SHORT TASK
Please arrange all the items below as a numbered list and drop any blank lines.
╭──
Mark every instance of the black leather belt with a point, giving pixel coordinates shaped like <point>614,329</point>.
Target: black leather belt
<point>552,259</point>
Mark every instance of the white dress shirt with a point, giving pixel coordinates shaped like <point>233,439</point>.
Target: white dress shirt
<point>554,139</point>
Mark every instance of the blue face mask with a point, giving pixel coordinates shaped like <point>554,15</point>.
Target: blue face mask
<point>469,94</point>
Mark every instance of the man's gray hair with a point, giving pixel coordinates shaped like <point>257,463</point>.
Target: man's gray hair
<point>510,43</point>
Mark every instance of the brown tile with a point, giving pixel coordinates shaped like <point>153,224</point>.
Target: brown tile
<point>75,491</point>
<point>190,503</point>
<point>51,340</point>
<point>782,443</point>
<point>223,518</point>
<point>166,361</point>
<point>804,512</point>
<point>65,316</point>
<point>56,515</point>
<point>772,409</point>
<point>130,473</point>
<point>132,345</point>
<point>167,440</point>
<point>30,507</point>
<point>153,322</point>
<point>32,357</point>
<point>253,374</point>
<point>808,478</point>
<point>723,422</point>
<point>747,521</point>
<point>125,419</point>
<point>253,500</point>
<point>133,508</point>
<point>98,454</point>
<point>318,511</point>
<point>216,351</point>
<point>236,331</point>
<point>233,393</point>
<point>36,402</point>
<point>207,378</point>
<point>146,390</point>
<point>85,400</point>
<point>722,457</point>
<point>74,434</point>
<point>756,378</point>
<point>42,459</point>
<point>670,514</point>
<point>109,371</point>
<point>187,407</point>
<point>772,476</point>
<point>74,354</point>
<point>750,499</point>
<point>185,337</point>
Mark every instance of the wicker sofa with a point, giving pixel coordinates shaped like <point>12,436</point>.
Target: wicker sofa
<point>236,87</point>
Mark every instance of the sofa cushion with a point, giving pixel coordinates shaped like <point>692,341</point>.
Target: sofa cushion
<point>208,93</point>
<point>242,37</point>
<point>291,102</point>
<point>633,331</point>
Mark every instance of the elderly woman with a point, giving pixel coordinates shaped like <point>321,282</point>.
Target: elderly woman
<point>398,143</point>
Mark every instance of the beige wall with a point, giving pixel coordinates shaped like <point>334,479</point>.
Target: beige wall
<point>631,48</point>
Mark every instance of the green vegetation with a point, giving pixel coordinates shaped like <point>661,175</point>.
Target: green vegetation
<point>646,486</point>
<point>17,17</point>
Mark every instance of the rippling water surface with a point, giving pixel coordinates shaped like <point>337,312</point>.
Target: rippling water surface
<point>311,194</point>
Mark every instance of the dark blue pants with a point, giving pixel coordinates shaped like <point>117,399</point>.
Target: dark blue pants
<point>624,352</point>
╰──
EXERCISE OUTPUT
1. Mark every instance of the black leather belt with a point, giving pixel coordinates shaped like <point>614,329</point>.
2. Target: black leather belt
3. <point>552,259</point>
4. Mark every instance of the white dress shirt with a point, giving pixel coordinates shaped like <point>233,439</point>.
5. Target: white dress shirt
6. <point>554,139</point>
7. Mark every instance of the blue face mask with a point, giving pixel coordinates shaped like <point>554,15</point>.
8. Target: blue face mask
9. <point>469,94</point>
10. Mark every instance of the man's gray hair with a point, giving pixel coordinates shaped like <point>257,463</point>.
11. Target: man's gray hair
12. <point>510,43</point>
13. Mark every instance of the brown tile with a point, giving pixel coordinates shaped like <point>153,224</point>.
14. Target: brown tile
15. <point>75,491</point>
16. <point>190,503</point>
17. <point>51,340</point>
18. <point>782,443</point>
19. <point>223,518</point>
20. <point>166,361</point>
21. <point>804,512</point>
22. <point>65,316</point>
23. <point>56,515</point>
24. <point>772,409</point>
25. <point>130,473</point>
26. <point>132,345</point>
27. <point>167,440</point>
28. <point>30,507</point>
29. <point>153,322</point>
30. <point>32,357</point>
31. <point>253,374</point>
32. <point>808,478</point>
33. <point>723,422</point>
34. <point>747,521</point>
35. <point>125,419</point>
36. <point>253,500</point>
37. <point>133,508</point>
38. <point>98,454</point>
39. <point>318,511</point>
40. <point>216,351</point>
41. <point>236,331</point>
42. <point>233,393</point>
43. <point>36,402</point>
44. <point>207,378</point>
45. <point>146,390</point>
46. <point>85,400</point>
47. <point>722,457</point>
48. <point>74,434</point>
49. <point>756,378</point>
50. <point>42,459</point>
51. <point>670,514</point>
52. <point>109,371</point>
53. <point>187,407</point>
54. <point>772,476</point>
55. <point>74,354</point>
56. <point>750,499</point>
57. <point>185,337</point>
58. Mark every instance of the wicker sofa with a point, giving pixel coordinates shaped like <point>12,436</point>.
59. Target: wicker sofa
60. <point>236,87</point>
61. Mark every instance of the sofa cushion with a point, giving pixel coordinates shaped like <point>692,341</point>.
62. Target: sofa cushion
63. <point>208,93</point>
64. <point>242,37</point>
65. <point>291,102</point>
66. <point>633,331</point>
67. Mark every instance of the elderly woman with a point, giving pixel coordinates shaped like <point>321,282</point>.
68. Target: elderly woman
69. <point>398,143</point>
70. Mark every instance of the beige wall with a point, giving pixel coordinates shaped like <point>334,479</point>.
71. Target: beige wall
72. <point>631,48</point>
73. Mark every instance of the green vegetation with a point, giving pixel coordinates shaped like <point>661,175</point>.
74. Target: green vegetation
75. <point>646,486</point>
76. <point>17,17</point>
77. Mark every instance of the rippling water surface with a point, giving pixel coordinates shaped like <point>337,312</point>.
78. Target: rippling water surface
79. <point>311,194</point>
80. Mark every instance of the dark blue pants with a point, giving pixel coordinates shaped like <point>117,399</point>.
81. Target: dark blue pants
82. <point>624,352</point>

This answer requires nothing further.